(Point-per-instance localization data)
┏━━

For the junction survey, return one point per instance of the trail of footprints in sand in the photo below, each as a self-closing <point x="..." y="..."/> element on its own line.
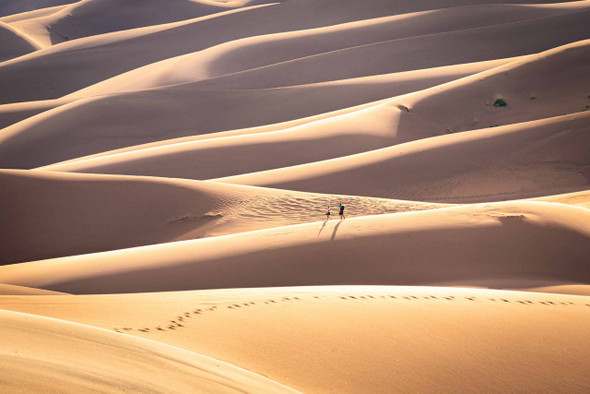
<point x="180" y="320"/>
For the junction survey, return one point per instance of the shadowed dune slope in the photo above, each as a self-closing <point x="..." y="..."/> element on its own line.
<point x="71" y="66"/>
<point x="176" y="111"/>
<point x="528" y="86"/>
<point x="56" y="214"/>
<point x="94" y="17"/>
<point x="20" y="6"/>
<point x="21" y="290"/>
<point x="331" y="339"/>
<point x="396" y="55"/>
<point x="268" y="53"/>
<point x="85" y="359"/>
<point x="502" y="240"/>
<point x="226" y="109"/>
<point x="516" y="161"/>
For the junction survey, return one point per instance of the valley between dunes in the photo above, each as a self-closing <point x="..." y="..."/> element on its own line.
<point x="166" y="167"/>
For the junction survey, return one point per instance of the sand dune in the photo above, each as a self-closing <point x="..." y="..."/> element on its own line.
<point x="418" y="115"/>
<point x="88" y="359"/>
<point x="14" y="44"/>
<point x="358" y="131"/>
<point x="548" y="156"/>
<point x="17" y="7"/>
<point x="21" y="290"/>
<point x="106" y="57"/>
<point x="32" y="14"/>
<point x="278" y="104"/>
<point x="94" y="17"/>
<point x="166" y="166"/>
<point x="271" y="52"/>
<point x="516" y="240"/>
<point x="331" y="339"/>
<point x="53" y="214"/>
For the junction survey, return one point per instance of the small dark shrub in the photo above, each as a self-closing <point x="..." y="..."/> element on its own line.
<point x="500" y="103"/>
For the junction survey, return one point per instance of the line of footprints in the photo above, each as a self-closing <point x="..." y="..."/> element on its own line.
<point x="182" y="318"/>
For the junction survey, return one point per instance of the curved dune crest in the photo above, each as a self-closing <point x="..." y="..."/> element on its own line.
<point x="14" y="44"/>
<point x="20" y="6"/>
<point x="516" y="161"/>
<point x="94" y="17"/>
<point x="57" y="214"/>
<point x="515" y="240"/>
<point x="326" y="339"/>
<point x="85" y="358"/>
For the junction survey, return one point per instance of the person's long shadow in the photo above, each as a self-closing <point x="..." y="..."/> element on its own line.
<point x="321" y="228"/>
<point x="335" y="229"/>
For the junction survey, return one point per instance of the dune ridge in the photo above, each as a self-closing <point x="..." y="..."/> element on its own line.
<point x="56" y="214"/>
<point x="259" y="328"/>
<point x="319" y="196"/>
<point x="77" y="349"/>
<point x="406" y="248"/>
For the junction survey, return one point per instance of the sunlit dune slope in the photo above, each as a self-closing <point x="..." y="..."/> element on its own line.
<point x="93" y="17"/>
<point x="56" y="214"/>
<point x="527" y="87"/>
<point x="521" y="160"/>
<point x="44" y="355"/>
<point x="14" y="44"/>
<point x="361" y="338"/>
<point x="503" y="240"/>
<point x="177" y="111"/>
<point x="77" y="64"/>
<point x="20" y="6"/>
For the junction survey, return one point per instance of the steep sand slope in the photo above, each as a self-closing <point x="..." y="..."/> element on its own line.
<point x="522" y="160"/>
<point x="422" y="114"/>
<point x="431" y="50"/>
<point x="75" y="65"/>
<point x="177" y="109"/>
<point x="93" y="17"/>
<point x="512" y="241"/>
<point x="14" y="43"/>
<point x="580" y="199"/>
<point x="84" y="359"/>
<point x="21" y="290"/>
<point x="55" y="214"/>
<point x="20" y="6"/>
<point x="32" y="14"/>
<point x="360" y="339"/>
<point x="257" y="52"/>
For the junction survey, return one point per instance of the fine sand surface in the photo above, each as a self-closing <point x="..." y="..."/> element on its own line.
<point x="449" y="244"/>
<point x="330" y="339"/>
<point x="85" y="358"/>
<point x="548" y="156"/>
<point x="58" y="214"/>
<point x="166" y="167"/>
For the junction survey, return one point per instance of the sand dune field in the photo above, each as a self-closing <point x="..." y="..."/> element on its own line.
<point x="166" y="167"/>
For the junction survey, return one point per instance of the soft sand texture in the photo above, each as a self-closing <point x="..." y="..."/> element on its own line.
<point x="515" y="240"/>
<point x="361" y="338"/>
<point x="137" y="248"/>
<point x="418" y="115"/>
<point x="85" y="359"/>
<point x="94" y="17"/>
<point x="112" y="54"/>
<point x="20" y="6"/>
<point x="57" y="214"/>
<point x="14" y="43"/>
<point x="545" y="157"/>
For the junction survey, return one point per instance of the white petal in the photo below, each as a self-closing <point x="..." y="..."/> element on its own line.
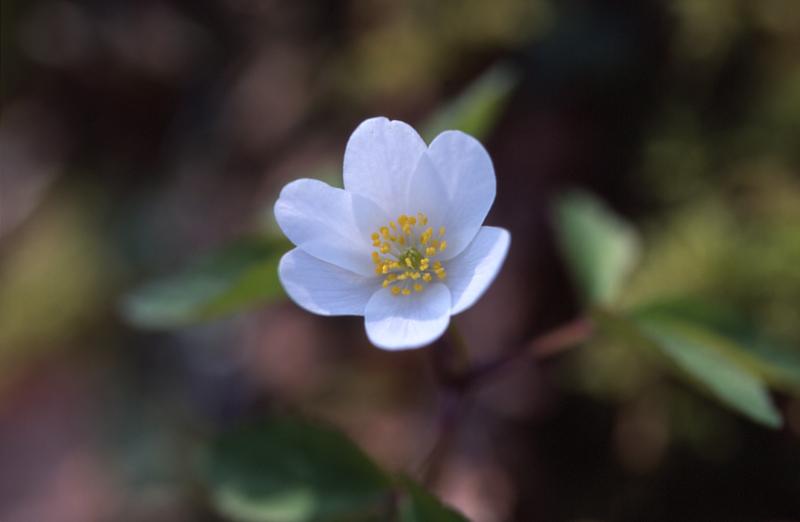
<point x="410" y="321"/>
<point x="471" y="273"/>
<point x="323" y="288"/>
<point x="329" y="223"/>
<point x="467" y="176"/>
<point x="379" y="160"/>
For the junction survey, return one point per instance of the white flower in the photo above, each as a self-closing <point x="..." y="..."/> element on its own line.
<point x="402" y="244"/>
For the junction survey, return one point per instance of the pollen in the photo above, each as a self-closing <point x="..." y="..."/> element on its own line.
<point x="405" y="254"/>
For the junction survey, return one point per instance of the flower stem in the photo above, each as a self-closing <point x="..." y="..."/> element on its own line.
<point x="455" y="377"/>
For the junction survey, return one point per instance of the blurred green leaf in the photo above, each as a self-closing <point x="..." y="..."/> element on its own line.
<point x="741" y="341"/>
<point x="233" y="278"/>
<point x="477" y="109"/>
<point x="417" y="505"/>
<point x="697" y="355"/>
<point x="600" y="248"/>
<point x="288" y="470"/>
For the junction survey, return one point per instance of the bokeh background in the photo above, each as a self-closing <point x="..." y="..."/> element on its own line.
<point x="136" y="136"/>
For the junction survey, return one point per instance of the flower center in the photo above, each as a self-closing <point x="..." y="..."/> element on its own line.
<point x="405" y="254"/>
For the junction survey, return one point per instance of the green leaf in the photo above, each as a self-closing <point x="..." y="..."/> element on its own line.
<point x="288" y="470"/>
<point x="740" y="340"/>
<point x="477" y="109"/>
<point x="600" y="248"/>
<point x="233" y="278"/>
<point x="696" y="354"/>
<point x="417" y="505"/>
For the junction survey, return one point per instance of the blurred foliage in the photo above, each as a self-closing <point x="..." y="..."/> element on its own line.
<point x="233" y="278"/>
<point x="477" y="109"/>
<point x="243" y="275"/>
<point x="600" y="248"/>
<point x="288" y="470"/>
<point x="54" y="283"/>
<point x="417" y="505"/>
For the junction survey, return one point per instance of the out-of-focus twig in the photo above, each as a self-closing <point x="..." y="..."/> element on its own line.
<point x="455" y="378"/>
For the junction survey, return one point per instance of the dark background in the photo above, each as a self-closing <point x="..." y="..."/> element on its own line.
<point x="135" y="135"/>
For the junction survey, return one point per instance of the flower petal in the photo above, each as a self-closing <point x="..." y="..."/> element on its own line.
<point x="323" y="288"/>
<point x="469" y="184"/>
<point x="412" y="321"/>
<point x="329" y="223"/>
<point x="471" y="273"/>
<point x="379" y="160"/>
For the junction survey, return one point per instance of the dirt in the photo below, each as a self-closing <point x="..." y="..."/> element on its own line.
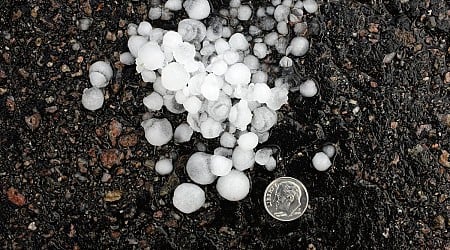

┗━━

### [Activity]
Every entry above needs to be retyped exactly; drop the pictures.

### [Solution for this exercise]
For the junction survey, return one point per instance of the trail of footprints in sand in the photo below, each as a self-closing <point x="..." y="..."/> element on its own line.
<point x="180" y="320"/>
For the junction survey, return one point per instance of the shadowed dune slope in the photo above, each as a self-closing <point x="..." y="..."/> element on its own line.
<point x="71" y="66"/>
<point x="176" y="111"/>
<point x="528" y="86"/>
<point x="56" y="214"/>
<point x="94" y="17"/>
<point x="20" y="6"/>
<point x="21" y="290"/>
<point x="331" y="339"/>
<point x="396" y="55"/>
<point x="268" y="53"/>
<point x="85" y="359"/>
<point x="502" y="240"/>
<point x="226" y="109"/>
<point x="516" y="161"/>
For the junction survey, return one point per instance of the valley between dunes in the photo above, each as a self-closing <point x="..." y="..."/> element on its own line.
<point x="166" y="167"/>
For the junction survey, return one point per instance of the sand dune in the photo above, each as a self-closing <point x="..." y="..."/> element on its own line.
<point x="418" y="115"/>
<point x="88" y="359"/>
<point x="14" y="44"/>
<point x="358" y="131"/>
<point x="548" y="156"/>
<point x="17" y="7"/>
<point x="21" y="290"/>
<point x="106" y="57"/>
<point x="32" y="14"/>
<point x="278" y="104"/>
<point x="94" y="17"/>
<point x="166" y="166"/>
<point x="271" y="52"/>
<point x="516" y="240"/>
<point x="331" y="339"/>
<point x="53" y="214"/>
For the junction survey, return one point per instance of the small dark shrub in the photo above, each as a self-closing <point x="..." y="..."/> element on its own line.
<point x="500" y="103"/>
For the junction survey, return one point per instance of the line of footprints in the photo above, each as a self-closing <point x="..." y="..."/> element on its own line.
<point x="182" y="318"/>
For the junction survey, return one point per instance of the curved dune crest in the photo above, each as a self-closing <point x="..." y="..."/> element on its own line.
<point x="14" y="44"/>
<point x="20" y="6"/>
<point x="516" y="161"/>
<point x="94" y="17"/>
<point x="57" y="214"/>
<point x="515" y="240"/>
<point x="326" y="339"/>
<point x="85" y="358"/>
For the junction survey, return one point per instance of the person's long shadow in the photo above, each as a self-closing <point x="..." y="..."/> element on its own line.
<point x="321" y="228"/>
<point x="335" y="229"/>
For the junction survey, return one point per instance of the dune ridge in the photo above, each as a self-closing <point x="..." y="..."/> element on its own line.
<point x="56" y="214"/>
<point x="259" y="328"/>
<point x="319" y="196"/>
<point x="77" y="349"/>
<point x="406" y="248"/>
For the junction survey, return one point per instance of the sunlit dune slope in the photo above, each as a self-closing <point x="..." y="..."/> element on its own line.
<point x="93" y="17"/>
<point x="56" y="214"/>
<point x="527" y="87"/>
<point x="521" y="160"/>
<point x="44" y="355"/>
<point x="14" y="44"/>
<point x="361" y="338"/>
<point x="503" y="240"/>
<point x="177" y="111"/>
<point x="77" y="64"/>
<point x="20" y="6"/>
For the junction survey, return one point per instance of the steep sand slope in the photo above, each as a self-closing <point x="..." y="..."/> element on its own line.
<point x="522" y="160"/>
<point x="422" y="114"/>
<point x="431" y="50"/>
<point x="75" y="65"/>
<point x="177" y="109"/>
<point x="93" y="17"/>
<point x="512" y="241"/>
<point x="14" y="43"/>
<point x="580" y="199"/>
<point x="84" y="359"/>
<point x="21" y="290"/>
<point x="55" y="214"/>
<point x="20" y="6"/>
<point x="32" y="14"/>
<point x="360" y="339"/>
<point x="257" y="52"/>
For the junction survey, return one point per instance of the fine sand surface in the photo above, each as a self-closing <point x="..." y="..."/> element on its own line.
<point x="449" y="244"/>
<point x="330" y="339"/>
<point x="85" y="358"/>
<point x="548" y="156"/>
<point x="58" y="214"/>
<point x="166" y="167"/>
For the junction survey, return one point per instance of the sand dune field in the photo above, each as a self-closing <point x="..." y="..."/> element on its own line.
<point x="166" y="167"/>
For the junction survey, return one point per instance of the soft sand texture in the photo above, each as a self-closing <point x="..." y="..."/> element on its own line.
<point x="515" y="240"/>
<point x="361" y="338"/>
<point x="137" y="248"/>
<point x="418" y="115"/>
<point x="85" y="359"/>
<point x="94" y="17"/>
<point x="112" y="54"/>
<point x="20" y="6"/>
<point x="57" y="214"/>
<point x="14" y="43"/>
<point x="545" y="157"/>
For the junction survey, return one point per instance of the white petal in the photo below, each as a self-closing <point x="..." y="..."/> element on its own line.
<point x="410" y="321"/>
<point x="471" y="273"/>
<point x="323" y="288"/>
<point x="329" y="223"/>
<point x="467" y="176"/>
<point x="379" y="160"/>
For the junction survey, return one point per instance of the white flower in the photo above, each as a self-closing <point x="..." y="..."/> element on its own line.
<point x="402" y="244"/>
For the junction survey, return one point per instance of the pollen in the photo above, each as a self-closing <point x="..." y="..."/> element on its own line.
<point x="405" y="254"/>
For the junction survey, return one point per instance of the flower stem in the photo above, each as a self-closing <point x="..." y="..."/> element on its own line.
<point x="455" y="377"/>
For the junction survey, return one point per instance of the blurred green leaf in the photo above, each as a self-closing <point x="..." y="..."/> element on its own line.
<point x="741" y="341"/>
<point x="233" y="278"/>
<point x="477" y="109"/>
<point x="417" y="505"/>
<point x="697" y="355"/>
<point x="600" y="248"/>
<point x="288" y="470"/>
For the junction survey, return one point per instance of the bokeh background in the photo above, each as a self-closing <point x="..." y="..."/> element on its own line.
<point x="136" y="136"/>
For the junction survey, return one point per instance of the flower center in the photo above, each as a self-closing <point x="..." y="..."/> element on its own line.
<point x="405" y="254"/>
For the junction survey, return one point per instance of the green leaf in the photo above, each as a self-closing <point x="..." y="..."/> element on its own line.
<point x="288" y="470"/>
<point x="740" y="340"/>
<point x="477" y="109"/>
<point x="600" y="248"/>
<point x="233" y="278"/>
<point x="696" y="354"/>
<point x="417" y="505"/>
For the junction survey, return one point per instance of the blurred foliage in the photo above, each as a self-closing <point x="..." y="..."/> element on its own line.
<point x="233" y="278"/>
<point x="477" y="109"/>
<point x="243" y="275"/>
<point x="600" y="248"/>
<point x="288" y="470"/>
<point x="54" y="283"/>
<point x="417" y="505"/>
For the junction survey, return one point per instance of the out-of-focus twig in the photo above, each as a self-closing <point x="..." y="..."/> element on its own line.
<point x="455" y="378"/>
For the junction survey, return one point per instance of the dark background in the photo above, each as a self-closing <point x="..." y="..."/> element on its own line.
<point x="135" y="135"/>
For the junction survey, return one point per instance of the flower petal in the photo above, each as a self-closing <point x="..." y="..."/> element on its own line.
<point x="323" y="288"/>
<point x="469" y="184"/>
<point x="412" y="321"/>
<point x="329" y="223"/>
<point x="471" y="273"/>
<point x="379" y="160"/>
For the junction survey, return one point per instance of the dirt in the photo below, each as a self-closing <point x="..." y="..."/> element on its own line.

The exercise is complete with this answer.